[OBJECTIVE 1]: Copy the Séamus Fey interview word for word from "When you’re in" to "express a piece?".
[OBJECTIVE 2]: Summarize the Séamus Fey interview in two sentences.

[DOCUMENT EXTRACT]:
-----

Séamus Isaac Fey (he/they) is a Trans writer from Chicago. Currently, he is the poetry editor at Hooligan Magazine, and co-creative director at Rock Pocket Productions. His debut poetry collection, decompose, is out with Not a Cult Media. He has an essay forthcoming in Dopamine Press’ WITCH anthology, edited by Michelle Tea. His work has appeared in American Poetry Review, Poet Lore, The Offing, Sonora Review, and others. He loves to beat his friends at Mario Party. Find him online @sfeycreates.
Our Culture caught up with Séamus to discuss the unpredictable life of poems after publication, the transformation of poetry into music, and the importance of finding humour in vulnerability.
Decompose has been out in the world for seven months now. Has anything about how readers interpret or connect with the collection surprised you?
Thank you for this question. It’s always good to check in, time-wise. Since the book came out, time has moved so strangely. It feels like it was yesterday but also ten years ago. I will say, something that surprises me a lot is who finds the collection. I don’t know if this is just me or if other poets also feel this way, but I’ll receive a DM from someone saying they picked up my book at a bookstore in Albuquerque, a place I’ve never been, and that just feels wild to me. Something else that surprises me – in a super grateful way, for both statements I’m making – is which poems people love. As poets we often speak about how the poem we spend twenty hours arduously editing is never the one everyone loves; it’s often the one you write in five minutes or the one you don’t expect. In my case that’s been my poem ‘I want to text you but I’m tired of looking at screens’. That poem has been on @poetryisnotaluxury, Tom Snarksy shared it… That might be my most-read poem, and of all the ones in the book, I would’ve never anticipated that. I don’t have a problem with it – I mean, I love them all equally. But it’s just never something you can expect. You can never predict how things are gonna reach people, or where, or what poems they’re going to love. And that’s something I look at with so much gratitude because I’m so grateful it’s entering anyone’s hands. I feel the way I’ve approached this book is with low expectations and high enthusiasm.
When you’re in the midst of writing a poem, how often do you consider the reader’s experience? Does their potential interpretation ever shift the way you structure or choose to express a piece?

-----

[Some records]:

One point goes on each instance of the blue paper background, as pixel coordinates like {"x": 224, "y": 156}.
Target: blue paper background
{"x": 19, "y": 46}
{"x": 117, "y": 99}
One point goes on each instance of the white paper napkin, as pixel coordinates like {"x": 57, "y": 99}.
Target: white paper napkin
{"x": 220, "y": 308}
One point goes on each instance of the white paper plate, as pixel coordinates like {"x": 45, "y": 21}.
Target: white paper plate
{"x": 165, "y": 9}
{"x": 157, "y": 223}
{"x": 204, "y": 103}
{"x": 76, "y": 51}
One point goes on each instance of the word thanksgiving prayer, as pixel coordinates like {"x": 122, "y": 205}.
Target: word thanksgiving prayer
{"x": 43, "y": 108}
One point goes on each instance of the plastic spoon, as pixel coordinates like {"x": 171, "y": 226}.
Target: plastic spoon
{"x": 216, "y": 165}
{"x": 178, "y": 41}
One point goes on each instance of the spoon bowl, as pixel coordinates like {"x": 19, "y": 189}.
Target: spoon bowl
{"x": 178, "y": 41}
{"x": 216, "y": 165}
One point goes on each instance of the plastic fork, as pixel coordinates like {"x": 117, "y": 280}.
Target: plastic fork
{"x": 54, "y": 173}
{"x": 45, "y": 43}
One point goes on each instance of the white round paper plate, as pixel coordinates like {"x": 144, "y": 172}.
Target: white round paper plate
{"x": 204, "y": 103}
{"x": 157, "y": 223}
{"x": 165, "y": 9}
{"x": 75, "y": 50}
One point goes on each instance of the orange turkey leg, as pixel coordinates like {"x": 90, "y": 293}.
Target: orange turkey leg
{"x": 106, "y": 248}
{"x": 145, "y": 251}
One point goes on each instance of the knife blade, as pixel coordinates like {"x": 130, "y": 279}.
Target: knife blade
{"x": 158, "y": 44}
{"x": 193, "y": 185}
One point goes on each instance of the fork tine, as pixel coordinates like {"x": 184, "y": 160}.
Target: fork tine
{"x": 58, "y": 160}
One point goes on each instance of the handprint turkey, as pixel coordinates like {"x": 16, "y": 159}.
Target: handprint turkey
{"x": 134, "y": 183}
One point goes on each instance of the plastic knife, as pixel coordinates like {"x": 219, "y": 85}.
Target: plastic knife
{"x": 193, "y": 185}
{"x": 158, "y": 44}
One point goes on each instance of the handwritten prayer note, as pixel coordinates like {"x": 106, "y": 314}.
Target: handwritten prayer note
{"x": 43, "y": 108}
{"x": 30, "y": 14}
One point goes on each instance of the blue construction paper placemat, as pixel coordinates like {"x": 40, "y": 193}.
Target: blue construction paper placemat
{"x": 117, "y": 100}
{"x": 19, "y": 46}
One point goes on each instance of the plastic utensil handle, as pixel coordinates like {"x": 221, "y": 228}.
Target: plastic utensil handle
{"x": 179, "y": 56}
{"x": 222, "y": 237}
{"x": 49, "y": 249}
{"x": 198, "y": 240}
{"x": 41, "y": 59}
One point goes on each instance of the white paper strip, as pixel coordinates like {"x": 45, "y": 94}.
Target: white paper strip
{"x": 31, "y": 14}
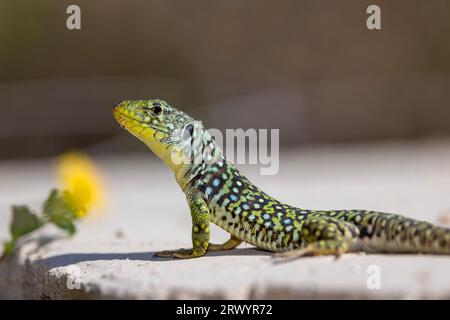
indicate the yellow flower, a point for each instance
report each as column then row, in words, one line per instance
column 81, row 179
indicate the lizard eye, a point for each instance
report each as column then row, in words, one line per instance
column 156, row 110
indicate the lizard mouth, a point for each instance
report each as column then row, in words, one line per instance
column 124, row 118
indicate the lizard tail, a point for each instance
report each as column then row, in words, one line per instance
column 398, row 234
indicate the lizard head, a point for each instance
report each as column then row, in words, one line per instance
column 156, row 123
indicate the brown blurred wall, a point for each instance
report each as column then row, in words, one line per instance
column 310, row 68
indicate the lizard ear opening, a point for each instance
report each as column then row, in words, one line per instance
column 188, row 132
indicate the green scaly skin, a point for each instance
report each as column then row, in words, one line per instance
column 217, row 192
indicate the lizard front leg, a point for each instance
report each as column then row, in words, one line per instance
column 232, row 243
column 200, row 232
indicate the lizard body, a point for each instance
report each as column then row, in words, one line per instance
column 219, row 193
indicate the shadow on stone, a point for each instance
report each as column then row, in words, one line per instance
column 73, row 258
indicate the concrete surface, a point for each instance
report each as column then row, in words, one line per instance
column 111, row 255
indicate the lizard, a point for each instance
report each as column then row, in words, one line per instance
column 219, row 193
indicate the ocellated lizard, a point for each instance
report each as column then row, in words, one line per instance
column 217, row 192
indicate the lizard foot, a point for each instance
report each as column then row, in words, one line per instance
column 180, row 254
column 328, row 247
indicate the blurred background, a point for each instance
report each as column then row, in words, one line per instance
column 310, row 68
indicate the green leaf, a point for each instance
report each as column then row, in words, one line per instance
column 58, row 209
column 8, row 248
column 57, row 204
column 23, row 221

-----

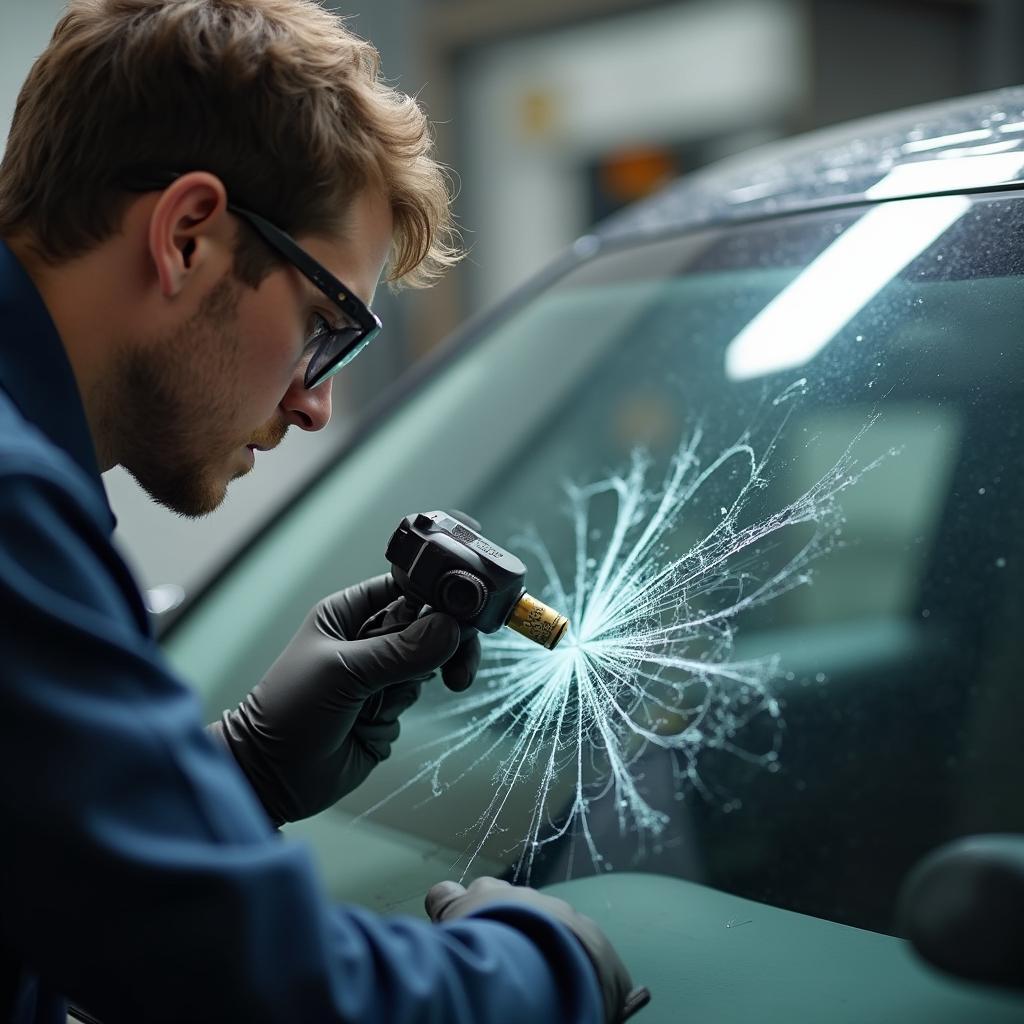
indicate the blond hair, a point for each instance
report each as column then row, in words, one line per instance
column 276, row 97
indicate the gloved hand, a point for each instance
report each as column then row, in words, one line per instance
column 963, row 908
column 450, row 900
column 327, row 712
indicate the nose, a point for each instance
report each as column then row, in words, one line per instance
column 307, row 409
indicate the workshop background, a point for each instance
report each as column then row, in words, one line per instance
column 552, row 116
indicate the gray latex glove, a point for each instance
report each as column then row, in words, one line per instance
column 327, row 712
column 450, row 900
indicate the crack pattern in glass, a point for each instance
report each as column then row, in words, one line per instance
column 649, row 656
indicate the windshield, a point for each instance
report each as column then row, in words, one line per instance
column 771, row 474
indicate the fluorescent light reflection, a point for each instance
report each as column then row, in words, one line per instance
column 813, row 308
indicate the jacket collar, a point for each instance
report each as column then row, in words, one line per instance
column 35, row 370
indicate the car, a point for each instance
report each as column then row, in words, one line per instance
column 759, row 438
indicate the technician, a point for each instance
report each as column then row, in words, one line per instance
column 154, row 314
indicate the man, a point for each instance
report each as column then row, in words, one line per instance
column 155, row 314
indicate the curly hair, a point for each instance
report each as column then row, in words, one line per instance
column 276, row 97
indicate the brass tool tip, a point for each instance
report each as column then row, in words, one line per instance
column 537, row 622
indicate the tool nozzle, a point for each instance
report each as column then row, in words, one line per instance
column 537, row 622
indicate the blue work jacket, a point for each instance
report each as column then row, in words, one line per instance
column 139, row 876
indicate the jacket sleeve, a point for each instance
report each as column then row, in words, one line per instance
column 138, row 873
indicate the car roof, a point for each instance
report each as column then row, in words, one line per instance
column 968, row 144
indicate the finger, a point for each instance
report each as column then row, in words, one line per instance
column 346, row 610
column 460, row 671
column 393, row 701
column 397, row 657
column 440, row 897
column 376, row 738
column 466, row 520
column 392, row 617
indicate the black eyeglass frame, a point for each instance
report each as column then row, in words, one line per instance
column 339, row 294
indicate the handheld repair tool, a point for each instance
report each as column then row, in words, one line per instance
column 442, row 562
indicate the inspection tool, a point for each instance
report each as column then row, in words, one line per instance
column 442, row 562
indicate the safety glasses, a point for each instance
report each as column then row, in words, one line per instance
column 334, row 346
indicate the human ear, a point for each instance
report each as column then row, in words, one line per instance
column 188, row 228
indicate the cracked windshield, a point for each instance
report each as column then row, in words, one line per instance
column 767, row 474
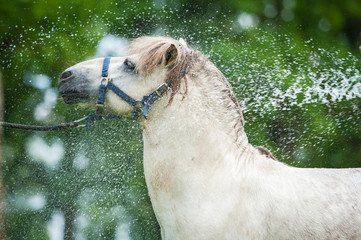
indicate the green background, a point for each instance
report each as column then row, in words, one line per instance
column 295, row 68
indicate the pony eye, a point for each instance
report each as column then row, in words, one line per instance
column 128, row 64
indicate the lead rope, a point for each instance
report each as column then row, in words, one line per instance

-----

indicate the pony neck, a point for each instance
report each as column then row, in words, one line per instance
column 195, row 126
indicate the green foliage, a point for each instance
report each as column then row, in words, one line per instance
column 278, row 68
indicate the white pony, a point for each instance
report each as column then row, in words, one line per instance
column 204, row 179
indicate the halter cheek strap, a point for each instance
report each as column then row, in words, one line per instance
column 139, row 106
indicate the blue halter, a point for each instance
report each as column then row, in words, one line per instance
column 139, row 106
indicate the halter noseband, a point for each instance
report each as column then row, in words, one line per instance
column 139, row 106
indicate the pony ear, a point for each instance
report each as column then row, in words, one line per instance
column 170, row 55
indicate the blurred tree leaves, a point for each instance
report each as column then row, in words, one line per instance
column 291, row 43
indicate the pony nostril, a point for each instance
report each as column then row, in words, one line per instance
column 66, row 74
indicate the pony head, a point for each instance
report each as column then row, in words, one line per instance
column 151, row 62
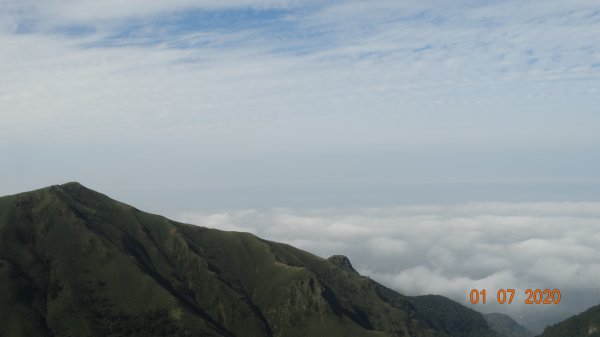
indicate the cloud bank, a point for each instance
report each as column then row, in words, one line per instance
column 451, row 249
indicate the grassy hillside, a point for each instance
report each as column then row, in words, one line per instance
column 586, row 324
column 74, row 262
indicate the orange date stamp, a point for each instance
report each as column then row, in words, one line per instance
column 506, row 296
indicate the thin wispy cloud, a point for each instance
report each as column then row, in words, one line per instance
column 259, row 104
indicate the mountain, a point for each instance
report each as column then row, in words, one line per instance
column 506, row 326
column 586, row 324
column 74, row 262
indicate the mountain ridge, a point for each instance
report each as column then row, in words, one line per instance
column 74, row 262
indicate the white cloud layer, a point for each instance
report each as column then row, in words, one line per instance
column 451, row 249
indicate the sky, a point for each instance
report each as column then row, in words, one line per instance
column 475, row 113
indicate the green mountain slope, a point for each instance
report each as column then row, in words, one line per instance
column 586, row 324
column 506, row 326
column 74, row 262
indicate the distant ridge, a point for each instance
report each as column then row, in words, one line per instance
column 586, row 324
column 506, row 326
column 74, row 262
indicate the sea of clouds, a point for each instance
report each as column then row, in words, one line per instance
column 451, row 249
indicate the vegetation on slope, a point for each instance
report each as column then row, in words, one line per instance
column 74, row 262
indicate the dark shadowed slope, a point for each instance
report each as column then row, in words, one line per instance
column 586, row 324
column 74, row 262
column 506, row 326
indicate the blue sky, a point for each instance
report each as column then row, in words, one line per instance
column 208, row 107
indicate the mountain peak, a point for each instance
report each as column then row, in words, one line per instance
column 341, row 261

-----

[COMPLETE OUTPUT 1]:
When you’re in the midst of writing a poem, how often do you consider the reader’s experience? Does their potential interpretation ever shift the way you structure or choose to express a piece?

[COMPLETE OUTPUT 2]: Séamus Isaac Fey, a Trans writer from Chicago, is the poetry editor at Hooligan Magazine and published the debut poetry collection decompose with Not a Cult Media. Seven months after the book came out, Fey is surprised by who finds it and by which poems readers love, especially "I want to text you but I'm tired of looking at screens," and has approached the book with low expectations and high enthusiasm.